**RECORDS SHOWN:**
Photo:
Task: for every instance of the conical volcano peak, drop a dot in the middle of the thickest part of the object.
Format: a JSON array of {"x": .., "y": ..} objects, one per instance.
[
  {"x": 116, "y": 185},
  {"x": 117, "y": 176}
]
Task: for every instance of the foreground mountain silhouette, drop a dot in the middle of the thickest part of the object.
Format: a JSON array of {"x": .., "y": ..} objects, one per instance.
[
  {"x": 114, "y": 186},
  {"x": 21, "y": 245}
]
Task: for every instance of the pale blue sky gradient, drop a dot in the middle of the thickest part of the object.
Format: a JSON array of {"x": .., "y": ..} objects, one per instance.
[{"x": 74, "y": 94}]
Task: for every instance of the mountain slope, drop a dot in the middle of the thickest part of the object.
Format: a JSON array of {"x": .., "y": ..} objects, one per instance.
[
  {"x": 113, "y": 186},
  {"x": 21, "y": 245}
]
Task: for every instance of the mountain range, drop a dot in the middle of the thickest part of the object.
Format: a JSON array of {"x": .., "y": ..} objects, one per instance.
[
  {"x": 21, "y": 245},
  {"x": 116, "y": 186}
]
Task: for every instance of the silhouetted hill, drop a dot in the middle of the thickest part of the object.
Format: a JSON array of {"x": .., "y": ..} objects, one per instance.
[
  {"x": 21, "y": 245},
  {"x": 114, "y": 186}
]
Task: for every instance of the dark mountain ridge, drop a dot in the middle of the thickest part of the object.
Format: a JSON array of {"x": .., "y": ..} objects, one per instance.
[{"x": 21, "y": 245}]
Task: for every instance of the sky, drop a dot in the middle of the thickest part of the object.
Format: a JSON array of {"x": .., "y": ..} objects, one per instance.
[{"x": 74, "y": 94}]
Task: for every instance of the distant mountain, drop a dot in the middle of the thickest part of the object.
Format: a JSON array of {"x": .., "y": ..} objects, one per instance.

**TASK GOAL:** Every line from the first entry to the line containing "Task: for every instance of the pale" should be transcribed exactly, and nothing beyond it.

**ANSWER TO THE EXERCISE:**
Photo:
Task: for every instance of the conical volcano peak, drop a dot in the middle of the thickest part of the object.
Format: a JSON array of {"x": .., "y": ..} objects, one per instance.
[
  {"x": 116, "y": 185},
  {"x": 117, "y": 176}
]
Task: for every instance of the foreground mountain silhouette, drop a dot in the middle of the thickest part of the object.
Format: a JSON array of {"x": .., "y": ..} objects, one per instance.
[
  {"x": 114, "y": 186},
  {"x": 21, "y": 245}
]
Task: for every instance of the pale blue sky gradient, drop a dot in the middle of the thickest part of the object.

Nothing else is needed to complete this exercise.